◆ **WHAT THIS TASK INVOLVES**: All lines in the material below that hold "checked" should be found and copied.

◆ **AVAILABLE DATA**:
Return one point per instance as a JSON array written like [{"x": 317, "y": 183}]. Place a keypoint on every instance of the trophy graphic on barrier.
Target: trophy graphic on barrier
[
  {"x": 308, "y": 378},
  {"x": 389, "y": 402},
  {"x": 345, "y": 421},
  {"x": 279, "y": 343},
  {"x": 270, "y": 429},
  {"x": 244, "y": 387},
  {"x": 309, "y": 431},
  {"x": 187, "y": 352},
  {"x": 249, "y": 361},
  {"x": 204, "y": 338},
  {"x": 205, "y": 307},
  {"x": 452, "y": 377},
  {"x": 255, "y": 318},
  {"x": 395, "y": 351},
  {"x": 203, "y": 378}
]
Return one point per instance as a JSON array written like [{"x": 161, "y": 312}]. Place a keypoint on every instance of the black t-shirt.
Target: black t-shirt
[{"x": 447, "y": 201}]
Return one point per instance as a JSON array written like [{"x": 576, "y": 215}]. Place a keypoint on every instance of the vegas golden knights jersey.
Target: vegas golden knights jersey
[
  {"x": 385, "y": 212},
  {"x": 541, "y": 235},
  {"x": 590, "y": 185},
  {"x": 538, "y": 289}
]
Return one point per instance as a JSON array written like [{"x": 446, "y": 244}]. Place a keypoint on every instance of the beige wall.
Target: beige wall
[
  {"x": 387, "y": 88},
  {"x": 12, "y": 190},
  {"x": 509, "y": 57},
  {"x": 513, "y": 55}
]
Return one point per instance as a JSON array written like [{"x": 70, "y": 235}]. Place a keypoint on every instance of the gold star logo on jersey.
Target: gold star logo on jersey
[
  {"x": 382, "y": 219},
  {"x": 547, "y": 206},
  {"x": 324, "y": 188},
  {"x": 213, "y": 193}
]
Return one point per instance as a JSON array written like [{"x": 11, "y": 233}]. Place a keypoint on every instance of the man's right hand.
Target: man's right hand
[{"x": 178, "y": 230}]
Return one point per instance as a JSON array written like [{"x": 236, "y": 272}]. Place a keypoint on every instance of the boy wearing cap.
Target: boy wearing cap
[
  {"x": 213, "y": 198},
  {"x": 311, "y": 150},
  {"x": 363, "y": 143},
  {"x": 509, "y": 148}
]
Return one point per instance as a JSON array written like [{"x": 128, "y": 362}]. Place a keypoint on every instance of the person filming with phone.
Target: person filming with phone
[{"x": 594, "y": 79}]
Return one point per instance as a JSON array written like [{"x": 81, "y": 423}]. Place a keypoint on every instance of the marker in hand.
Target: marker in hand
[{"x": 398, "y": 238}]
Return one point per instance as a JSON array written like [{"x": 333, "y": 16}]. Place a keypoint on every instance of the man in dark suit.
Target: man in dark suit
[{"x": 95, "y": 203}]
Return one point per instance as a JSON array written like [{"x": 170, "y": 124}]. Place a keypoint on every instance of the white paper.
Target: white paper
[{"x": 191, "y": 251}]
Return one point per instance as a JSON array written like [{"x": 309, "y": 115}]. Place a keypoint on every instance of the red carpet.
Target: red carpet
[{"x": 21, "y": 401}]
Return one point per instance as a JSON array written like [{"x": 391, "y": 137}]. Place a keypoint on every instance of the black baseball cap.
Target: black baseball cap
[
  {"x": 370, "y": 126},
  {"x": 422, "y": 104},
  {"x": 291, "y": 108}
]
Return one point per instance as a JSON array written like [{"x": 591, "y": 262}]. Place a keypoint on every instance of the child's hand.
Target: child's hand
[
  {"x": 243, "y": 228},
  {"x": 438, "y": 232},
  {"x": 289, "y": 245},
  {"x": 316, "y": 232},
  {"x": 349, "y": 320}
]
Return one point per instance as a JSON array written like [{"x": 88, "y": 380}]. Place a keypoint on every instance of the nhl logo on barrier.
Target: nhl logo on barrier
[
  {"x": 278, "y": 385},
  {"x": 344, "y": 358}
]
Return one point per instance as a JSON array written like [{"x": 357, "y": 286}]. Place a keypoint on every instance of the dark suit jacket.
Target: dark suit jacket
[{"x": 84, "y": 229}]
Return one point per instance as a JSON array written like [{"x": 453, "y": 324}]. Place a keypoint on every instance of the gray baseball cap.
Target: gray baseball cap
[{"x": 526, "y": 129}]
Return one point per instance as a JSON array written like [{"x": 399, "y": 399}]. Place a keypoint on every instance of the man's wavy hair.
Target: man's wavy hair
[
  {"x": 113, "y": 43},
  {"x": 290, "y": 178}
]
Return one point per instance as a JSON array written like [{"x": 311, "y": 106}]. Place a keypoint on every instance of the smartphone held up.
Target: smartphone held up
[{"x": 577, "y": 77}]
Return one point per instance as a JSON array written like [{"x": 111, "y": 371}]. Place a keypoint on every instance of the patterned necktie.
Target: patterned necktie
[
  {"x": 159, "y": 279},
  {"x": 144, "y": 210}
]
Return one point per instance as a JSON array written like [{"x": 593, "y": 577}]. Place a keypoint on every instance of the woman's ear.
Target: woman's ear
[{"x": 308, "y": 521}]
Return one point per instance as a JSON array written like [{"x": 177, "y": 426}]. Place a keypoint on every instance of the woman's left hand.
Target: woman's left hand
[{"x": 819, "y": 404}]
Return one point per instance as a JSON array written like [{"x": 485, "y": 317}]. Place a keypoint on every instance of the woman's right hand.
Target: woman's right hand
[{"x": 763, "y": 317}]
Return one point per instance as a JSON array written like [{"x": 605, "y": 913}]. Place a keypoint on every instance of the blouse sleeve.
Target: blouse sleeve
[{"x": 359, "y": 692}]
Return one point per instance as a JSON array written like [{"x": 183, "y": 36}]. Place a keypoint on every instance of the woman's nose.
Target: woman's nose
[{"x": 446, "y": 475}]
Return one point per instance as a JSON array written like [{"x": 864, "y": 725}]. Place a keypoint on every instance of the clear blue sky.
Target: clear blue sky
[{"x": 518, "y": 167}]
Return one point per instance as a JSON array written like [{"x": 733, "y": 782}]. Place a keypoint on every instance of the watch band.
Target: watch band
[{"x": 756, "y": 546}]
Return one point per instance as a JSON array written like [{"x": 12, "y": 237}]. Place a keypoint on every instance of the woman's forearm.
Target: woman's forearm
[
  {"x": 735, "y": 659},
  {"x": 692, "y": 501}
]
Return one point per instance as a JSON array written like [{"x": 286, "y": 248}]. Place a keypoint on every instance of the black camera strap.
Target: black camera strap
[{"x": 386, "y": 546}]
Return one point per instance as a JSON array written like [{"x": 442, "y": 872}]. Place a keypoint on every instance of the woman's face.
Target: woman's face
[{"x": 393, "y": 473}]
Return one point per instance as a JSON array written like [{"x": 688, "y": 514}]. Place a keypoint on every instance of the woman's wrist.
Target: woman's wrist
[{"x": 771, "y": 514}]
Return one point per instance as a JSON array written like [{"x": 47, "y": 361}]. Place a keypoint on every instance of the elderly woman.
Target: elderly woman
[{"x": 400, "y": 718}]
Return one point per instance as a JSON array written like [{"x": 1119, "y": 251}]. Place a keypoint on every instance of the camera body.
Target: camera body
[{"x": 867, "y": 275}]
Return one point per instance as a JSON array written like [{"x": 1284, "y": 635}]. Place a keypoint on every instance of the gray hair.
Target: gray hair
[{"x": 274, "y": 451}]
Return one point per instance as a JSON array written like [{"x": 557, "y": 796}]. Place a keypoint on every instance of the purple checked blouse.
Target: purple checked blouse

◆ **RESULT OF THE TASK**:
Return one point per instance as a JSON array written like [{"x": 557, "y": 796}]. Place a keypoint on every instance of the purple checked blouse.
Target: purple checked blouse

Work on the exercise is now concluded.